INSTRUCTION: In the records below, find the line containing "find the tall"; copy exactly that line and all lines after it to the end, and nothing else.

Start of DATA SUPPLIED

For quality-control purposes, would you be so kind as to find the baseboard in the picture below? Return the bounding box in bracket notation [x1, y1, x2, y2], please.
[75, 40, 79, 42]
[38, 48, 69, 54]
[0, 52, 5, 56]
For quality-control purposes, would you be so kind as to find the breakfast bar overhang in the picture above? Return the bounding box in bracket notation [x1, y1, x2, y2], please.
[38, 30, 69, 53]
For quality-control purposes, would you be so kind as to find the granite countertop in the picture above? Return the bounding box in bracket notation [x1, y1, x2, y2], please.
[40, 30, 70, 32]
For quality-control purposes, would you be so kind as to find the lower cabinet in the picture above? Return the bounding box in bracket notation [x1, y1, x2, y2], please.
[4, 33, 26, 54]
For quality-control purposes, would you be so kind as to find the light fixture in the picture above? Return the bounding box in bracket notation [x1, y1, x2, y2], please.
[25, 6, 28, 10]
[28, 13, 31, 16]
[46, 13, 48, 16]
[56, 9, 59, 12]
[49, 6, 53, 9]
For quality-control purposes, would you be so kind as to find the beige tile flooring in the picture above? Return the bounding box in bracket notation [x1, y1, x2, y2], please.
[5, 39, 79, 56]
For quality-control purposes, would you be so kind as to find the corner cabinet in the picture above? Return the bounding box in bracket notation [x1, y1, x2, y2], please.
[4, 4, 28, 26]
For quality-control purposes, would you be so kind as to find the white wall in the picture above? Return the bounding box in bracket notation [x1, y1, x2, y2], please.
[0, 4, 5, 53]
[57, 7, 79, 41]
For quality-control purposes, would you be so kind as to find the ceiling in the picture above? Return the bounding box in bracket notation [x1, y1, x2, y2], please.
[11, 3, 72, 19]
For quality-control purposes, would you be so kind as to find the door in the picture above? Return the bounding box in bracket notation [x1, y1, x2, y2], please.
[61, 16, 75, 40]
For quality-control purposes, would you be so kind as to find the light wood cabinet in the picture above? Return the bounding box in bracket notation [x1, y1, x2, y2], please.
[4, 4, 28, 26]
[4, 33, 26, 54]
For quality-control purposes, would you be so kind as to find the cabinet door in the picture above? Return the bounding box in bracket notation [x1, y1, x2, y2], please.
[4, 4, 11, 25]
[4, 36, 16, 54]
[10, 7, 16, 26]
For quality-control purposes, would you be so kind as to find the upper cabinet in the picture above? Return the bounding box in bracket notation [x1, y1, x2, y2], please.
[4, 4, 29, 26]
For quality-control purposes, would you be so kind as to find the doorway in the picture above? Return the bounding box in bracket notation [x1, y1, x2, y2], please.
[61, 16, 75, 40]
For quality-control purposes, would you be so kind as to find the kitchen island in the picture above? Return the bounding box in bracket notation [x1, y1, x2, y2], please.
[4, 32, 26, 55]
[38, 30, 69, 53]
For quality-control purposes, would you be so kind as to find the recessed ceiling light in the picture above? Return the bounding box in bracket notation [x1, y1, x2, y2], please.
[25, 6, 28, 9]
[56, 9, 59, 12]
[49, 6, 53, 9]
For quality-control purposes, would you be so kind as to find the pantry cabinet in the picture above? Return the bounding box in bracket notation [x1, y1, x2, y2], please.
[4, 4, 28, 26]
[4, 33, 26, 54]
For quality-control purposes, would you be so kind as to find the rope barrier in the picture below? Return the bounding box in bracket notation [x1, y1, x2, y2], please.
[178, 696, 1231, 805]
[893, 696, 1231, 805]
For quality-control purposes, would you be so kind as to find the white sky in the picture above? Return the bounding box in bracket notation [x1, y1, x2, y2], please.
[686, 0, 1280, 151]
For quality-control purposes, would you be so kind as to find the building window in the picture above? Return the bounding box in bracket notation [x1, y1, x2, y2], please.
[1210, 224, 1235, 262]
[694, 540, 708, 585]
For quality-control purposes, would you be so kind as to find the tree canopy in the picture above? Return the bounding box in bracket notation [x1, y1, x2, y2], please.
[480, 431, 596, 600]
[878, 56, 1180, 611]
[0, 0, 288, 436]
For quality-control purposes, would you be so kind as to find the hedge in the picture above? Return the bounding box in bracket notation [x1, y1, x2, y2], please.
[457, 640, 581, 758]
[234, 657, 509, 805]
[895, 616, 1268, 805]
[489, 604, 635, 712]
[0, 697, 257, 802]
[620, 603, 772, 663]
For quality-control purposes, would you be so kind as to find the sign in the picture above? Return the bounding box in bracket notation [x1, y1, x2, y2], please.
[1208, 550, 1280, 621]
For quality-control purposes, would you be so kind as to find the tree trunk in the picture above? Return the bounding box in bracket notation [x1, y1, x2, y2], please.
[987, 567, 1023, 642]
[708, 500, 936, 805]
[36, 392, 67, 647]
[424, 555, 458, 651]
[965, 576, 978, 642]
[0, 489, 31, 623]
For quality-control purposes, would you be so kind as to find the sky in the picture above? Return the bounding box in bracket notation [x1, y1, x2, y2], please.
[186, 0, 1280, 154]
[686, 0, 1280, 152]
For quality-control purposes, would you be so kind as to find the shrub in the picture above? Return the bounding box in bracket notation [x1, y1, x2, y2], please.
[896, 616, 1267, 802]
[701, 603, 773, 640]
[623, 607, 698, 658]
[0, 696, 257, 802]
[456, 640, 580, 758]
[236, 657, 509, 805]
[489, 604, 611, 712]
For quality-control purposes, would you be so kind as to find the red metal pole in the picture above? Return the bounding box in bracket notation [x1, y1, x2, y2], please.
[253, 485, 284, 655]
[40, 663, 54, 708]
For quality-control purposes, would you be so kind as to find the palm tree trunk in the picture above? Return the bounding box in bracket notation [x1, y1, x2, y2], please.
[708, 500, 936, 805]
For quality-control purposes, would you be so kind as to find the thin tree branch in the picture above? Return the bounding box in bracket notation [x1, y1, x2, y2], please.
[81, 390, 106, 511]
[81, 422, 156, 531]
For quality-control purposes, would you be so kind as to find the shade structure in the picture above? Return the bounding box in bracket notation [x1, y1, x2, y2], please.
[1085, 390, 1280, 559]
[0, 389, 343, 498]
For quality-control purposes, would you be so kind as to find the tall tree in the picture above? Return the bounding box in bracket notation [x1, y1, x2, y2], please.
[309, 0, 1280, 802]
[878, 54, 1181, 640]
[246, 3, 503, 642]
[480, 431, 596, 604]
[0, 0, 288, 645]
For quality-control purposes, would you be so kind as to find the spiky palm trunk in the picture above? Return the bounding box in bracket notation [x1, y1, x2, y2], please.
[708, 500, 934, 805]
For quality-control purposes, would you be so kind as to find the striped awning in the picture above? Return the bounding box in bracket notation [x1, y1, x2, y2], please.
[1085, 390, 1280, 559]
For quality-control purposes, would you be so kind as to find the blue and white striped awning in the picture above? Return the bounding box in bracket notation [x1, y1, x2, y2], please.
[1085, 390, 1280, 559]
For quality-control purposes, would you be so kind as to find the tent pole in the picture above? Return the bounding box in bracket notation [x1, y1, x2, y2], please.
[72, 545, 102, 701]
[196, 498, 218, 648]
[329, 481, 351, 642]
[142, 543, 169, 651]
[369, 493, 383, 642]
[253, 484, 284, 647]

End of DATA SUPPLIED

COMPLETED EXERCISE:
For quality-control purposes, would you be so kind as to find the tall tree in the picture above? Return the bounding box in bracket notation [x1, y1, x2, y2], please.
[309, 0, 1280, 802]
[878, 54, 1181, 640]
[246, 3, 503, 642]
[480, 431, 596, 604]
[0, 0, 288, 645]
For quality-control purposes, would you be so kind as to find the spiky palm trunk in the picture above? Return the bounding box in bracket notation [x1, y1, x2, y2], please.
[708, 500, 934, 805]
For quality-control purposes, would you be so kind as to find the striped awning in the picture above? Return the bounding box in bracket notation [x1, y1, x2, y2], please.
[1085, 390, 1280, 559]
For quality-control purposes, would you be so kind as to find the blue and white striped awning in the picture above? Return the bounding box in bracket notation [x1, y1, x2, y2], please.
[1085, 390, 1280, 559]
For quality-control purposes, would you be so kind as to find the tent pole in the picture above? Return the bounding box in bracket notation [x1, y1, x2, y2], please.
[72, 545, 102, 701]
[196, 498, 218, 648]
[329, 481, 351, 642]
[142, 543, 169, 651]
[369, 493, 383, 642]
[253, 484, 284, 647]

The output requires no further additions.